EXTRAIT SOURCE
——————
Haïti, Nicaragua, Argentine ou encore Mercosur, autant de sujets brûlants qui occupent Eleonore Caroit, députée des Français d’Amérique latine et des Caraïbes. La parlementaire nous a accordé un entretien à l’Assemblée nationale entre deux déplacements en circonscription et une mission parlementaire sur l’alimentation durable. Alors que les sujets se suivent et ne se ressemblent pas, un fil rouge persiste, celui du dialogue : « les pays d’Amérique latine restent des alliés stratégiques pour la France », martèle-t-elle. 

Eleonore Caroit, députée des Français d’Amérique latine et des CaraïbesEleonore Caroit, députée des Français d’Amérique latine et des Caraïbes
Écrit par Damien Bouhours
Publié le 13 mars 2024

J’ai toujours été très sensible et très active pour la cause en Haïti

 

Êtes-vous inquiète quant à la situation en Haïti ?

Il était très important pour moi de me rendre en Haïti en novembre dernier pour constater la situation sécuritaire de la communauté française et les conditions de réouverture du lycée français. J’ai toujours été très sensible et très active pour la cause en Haïti. La situation y est globalement très mauvaise depuis déjà de longs mois, et je dirais même depuis l'assassinat du président Jovenel Moïse en 2021. Une forme d'espoir était apparue, il y a quelques mois, avec le vote aux Nations Unies de l'arrivée d'une force spéciale présidée par le Kenya, avec d'autres pays sur une base volontaire, mais cette force tarde à arriver. La situation se dégrade aujourd’hui et nous n’avons pas vraiment de perspectives quant à la tenue de nouvelles élections. La population reste dans un état d'incertitude et nous constatons que les gangs prennent le pouvoir et contrôlent les artères de transport.
——————
CONSIGNE A
Répondez brièvement à partir de l'extrait source :
(i) À quel moment Eleonore Caroit s'est-elle rendue en Haïti ?
(ii) Quel pays préside la force spéciale dont l'arrivée a été votée aux Nations Unies ?
(iii) Sur quoi porte la mission parlementaire évoquée au début ?
L'extrait source et les enregistrements n'ont aucun lien entre eux.
——————
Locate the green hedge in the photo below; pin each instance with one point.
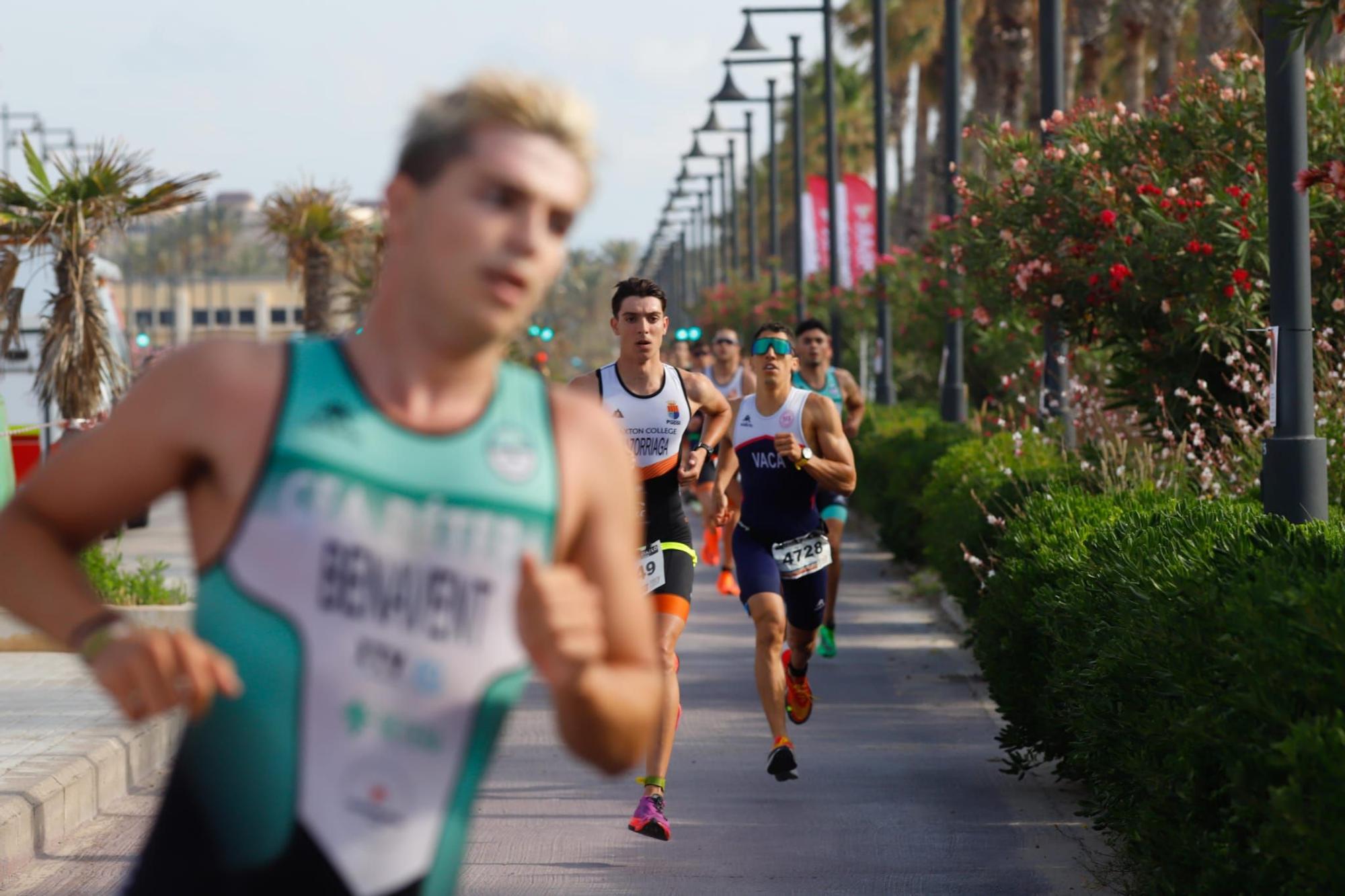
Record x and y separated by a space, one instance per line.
1186 661
895 454
970 490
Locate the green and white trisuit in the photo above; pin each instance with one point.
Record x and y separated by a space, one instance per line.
369 599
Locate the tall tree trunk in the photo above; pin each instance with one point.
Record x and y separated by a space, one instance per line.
1168 21
1013 42
318 291
80 369
1133 63
918 210
1091 24
1221 28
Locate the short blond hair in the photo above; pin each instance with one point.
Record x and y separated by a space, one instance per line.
443 124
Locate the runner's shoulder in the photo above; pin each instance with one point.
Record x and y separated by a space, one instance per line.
220 377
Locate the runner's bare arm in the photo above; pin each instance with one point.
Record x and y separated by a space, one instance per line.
606 698
153 443
855 403
715 419
833 460
726 469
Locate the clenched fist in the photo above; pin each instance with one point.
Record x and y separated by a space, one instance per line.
560 620
787 447
153 670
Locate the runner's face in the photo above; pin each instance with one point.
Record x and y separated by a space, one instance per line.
641 325
814 348
486 239
774 372
727 349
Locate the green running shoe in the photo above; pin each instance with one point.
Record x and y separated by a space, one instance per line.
829 643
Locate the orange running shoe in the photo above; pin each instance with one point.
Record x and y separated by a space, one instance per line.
798 694
730 583
781 760
711 549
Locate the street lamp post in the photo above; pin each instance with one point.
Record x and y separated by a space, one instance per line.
6 118
730 93
880 177
1295 462
953 399
1055 376
796 61
751 42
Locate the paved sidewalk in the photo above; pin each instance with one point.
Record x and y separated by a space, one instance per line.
899 787
899 790
67 754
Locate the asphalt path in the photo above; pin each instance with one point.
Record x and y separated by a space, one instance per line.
899 786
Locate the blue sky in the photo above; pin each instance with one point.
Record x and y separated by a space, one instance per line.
274 92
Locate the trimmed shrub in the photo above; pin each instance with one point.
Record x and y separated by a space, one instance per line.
1184 659
973 489
894 455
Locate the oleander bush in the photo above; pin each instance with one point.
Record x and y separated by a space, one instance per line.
1184 659
970 494
896 448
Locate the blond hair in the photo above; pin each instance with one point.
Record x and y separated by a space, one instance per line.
443 124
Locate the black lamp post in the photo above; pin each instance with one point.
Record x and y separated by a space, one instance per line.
6 118
887 395
1055 376
712 126
953 397
731 93
750 42
1295 464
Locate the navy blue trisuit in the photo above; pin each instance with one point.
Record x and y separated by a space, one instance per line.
779 505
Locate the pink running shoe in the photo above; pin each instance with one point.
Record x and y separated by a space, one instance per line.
649 818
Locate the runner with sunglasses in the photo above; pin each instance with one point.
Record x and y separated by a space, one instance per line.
817 374
734 380
787 443
654 403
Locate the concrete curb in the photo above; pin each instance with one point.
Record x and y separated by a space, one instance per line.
953 612
48 797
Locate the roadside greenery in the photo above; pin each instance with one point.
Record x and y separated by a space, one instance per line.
146 585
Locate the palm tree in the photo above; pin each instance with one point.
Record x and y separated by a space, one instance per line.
91 197
318 235
1168 19
1135 24
1093 21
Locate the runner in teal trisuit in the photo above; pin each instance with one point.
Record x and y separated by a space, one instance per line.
817 374
389 528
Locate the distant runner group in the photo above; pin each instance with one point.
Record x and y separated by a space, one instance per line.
392 528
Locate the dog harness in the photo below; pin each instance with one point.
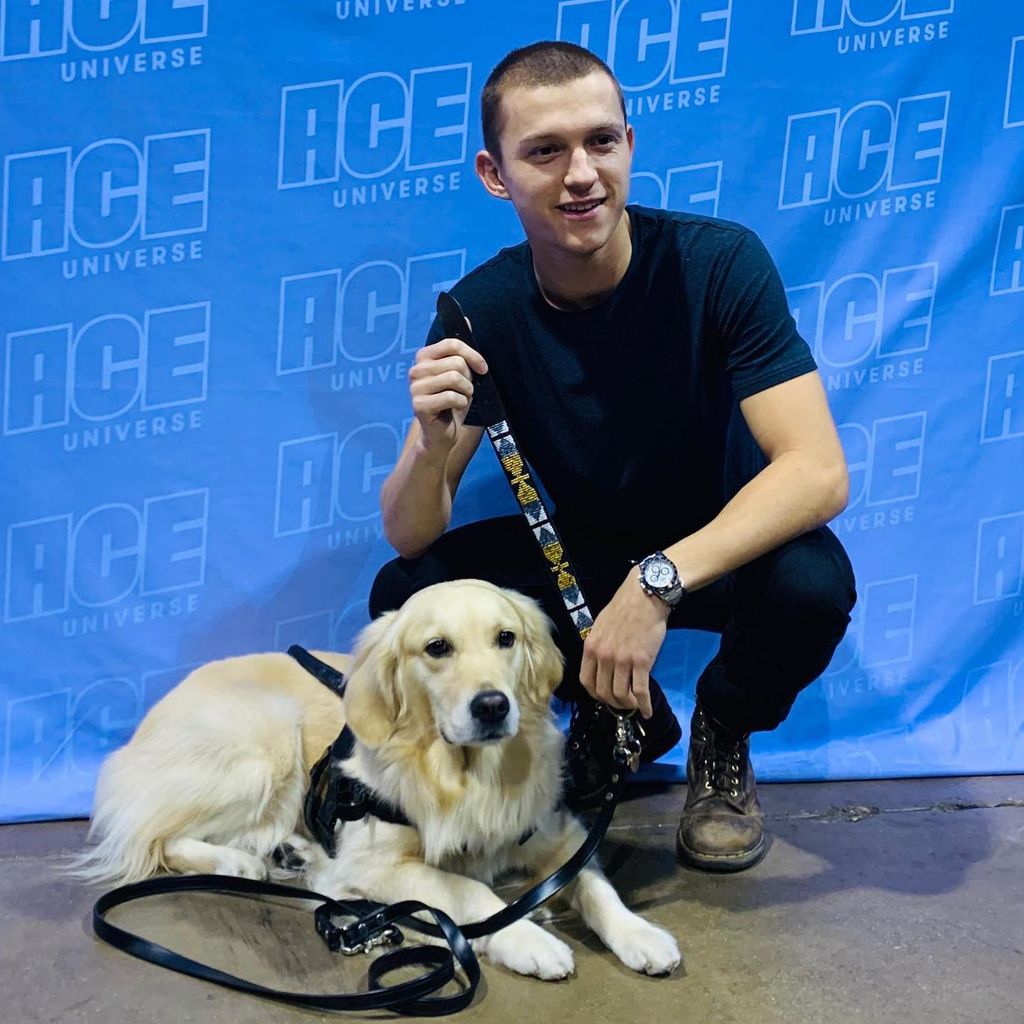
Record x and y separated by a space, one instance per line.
334 796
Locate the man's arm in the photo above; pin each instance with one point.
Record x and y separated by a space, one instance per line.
416 499
804 485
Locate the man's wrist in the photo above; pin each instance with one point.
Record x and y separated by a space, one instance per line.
658 578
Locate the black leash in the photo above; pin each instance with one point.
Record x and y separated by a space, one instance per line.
375 924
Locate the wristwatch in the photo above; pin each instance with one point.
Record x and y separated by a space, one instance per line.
659 577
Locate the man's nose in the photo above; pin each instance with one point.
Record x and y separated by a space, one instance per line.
581 171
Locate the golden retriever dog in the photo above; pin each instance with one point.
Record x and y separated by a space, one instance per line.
449 698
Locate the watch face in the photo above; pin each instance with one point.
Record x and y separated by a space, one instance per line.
658 573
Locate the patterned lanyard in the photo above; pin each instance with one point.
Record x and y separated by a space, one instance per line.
488 407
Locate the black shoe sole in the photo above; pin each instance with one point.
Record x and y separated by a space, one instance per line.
720 864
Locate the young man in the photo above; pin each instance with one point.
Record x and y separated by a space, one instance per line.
656 384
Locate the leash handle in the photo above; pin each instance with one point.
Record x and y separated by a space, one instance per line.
413 997
489 408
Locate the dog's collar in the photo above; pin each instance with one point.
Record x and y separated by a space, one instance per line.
333 795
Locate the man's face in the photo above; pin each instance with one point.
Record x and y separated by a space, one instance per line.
565 163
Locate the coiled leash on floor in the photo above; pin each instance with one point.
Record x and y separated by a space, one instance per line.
331 799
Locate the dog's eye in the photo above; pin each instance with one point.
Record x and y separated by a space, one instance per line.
438 648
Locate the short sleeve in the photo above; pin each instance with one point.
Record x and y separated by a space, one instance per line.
760 343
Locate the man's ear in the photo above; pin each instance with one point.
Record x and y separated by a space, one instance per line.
544 659
372 702
491 174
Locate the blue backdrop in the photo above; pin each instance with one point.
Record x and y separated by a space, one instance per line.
223 228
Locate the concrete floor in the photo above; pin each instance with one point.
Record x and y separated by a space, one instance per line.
896 901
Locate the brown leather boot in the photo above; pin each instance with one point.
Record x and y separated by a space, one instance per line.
722 826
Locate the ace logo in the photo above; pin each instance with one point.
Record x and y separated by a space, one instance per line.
32 29
879 155
104 195
107 554
378 136
693 188
376 310
109 367
657 49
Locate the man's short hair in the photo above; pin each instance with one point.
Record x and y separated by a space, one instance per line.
539 64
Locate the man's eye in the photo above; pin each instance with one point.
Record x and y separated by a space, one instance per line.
438 648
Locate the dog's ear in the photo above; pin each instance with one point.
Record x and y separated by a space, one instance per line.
544 659
373 705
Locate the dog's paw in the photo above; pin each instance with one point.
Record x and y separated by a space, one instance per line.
240 864
294 855
527 948
645 947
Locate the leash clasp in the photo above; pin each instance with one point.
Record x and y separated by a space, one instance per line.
360 936
390 936
627 748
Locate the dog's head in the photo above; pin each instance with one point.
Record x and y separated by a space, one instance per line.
465 659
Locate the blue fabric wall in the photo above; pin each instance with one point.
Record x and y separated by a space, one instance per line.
223 227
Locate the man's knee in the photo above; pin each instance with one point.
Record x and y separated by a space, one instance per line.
390 588
809 587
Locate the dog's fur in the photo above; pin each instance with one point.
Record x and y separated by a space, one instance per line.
213 779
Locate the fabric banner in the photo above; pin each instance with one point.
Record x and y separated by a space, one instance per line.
223 228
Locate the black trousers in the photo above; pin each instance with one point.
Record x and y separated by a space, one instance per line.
780 616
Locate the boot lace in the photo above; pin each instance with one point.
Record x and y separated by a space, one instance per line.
724 761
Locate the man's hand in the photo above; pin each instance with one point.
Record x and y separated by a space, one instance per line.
441 388
621 648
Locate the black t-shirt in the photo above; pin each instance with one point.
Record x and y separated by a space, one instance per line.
628 412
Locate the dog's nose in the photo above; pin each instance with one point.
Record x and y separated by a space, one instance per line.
491 707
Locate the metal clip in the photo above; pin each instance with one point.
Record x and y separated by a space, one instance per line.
390 936
627 741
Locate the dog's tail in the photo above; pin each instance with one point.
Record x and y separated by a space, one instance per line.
127 830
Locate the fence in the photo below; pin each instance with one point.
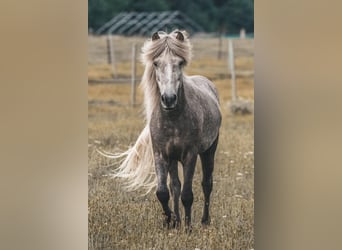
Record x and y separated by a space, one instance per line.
113 50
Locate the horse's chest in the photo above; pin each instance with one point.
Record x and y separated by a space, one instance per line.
172 142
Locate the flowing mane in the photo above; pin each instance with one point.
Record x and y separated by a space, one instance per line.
152 50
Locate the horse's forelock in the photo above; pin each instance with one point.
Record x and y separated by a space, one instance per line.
153 49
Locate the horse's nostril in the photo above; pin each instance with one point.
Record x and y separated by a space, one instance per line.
——————
CONSIGNE B
Exprimez sous forme de liste JSON de chaînes, une chaîne par ligne et sans lignes vides, uniquement le passage des enregistrements qui va de la ligne contenant "Locate the horse's nostril" jusqu'à la fin des enregistrements, ces deux limites comprises.

RÉSULTAT A
(i) En novembre dernier.
(ii) Le Kenya.
(iii) Sur l'alimentation durable.

RÉSULTAT B
[
  "Locate the horse's nostril in the photo above; pin each instance with one point.",
  "Record x and y separated by a space, one instance per line."
]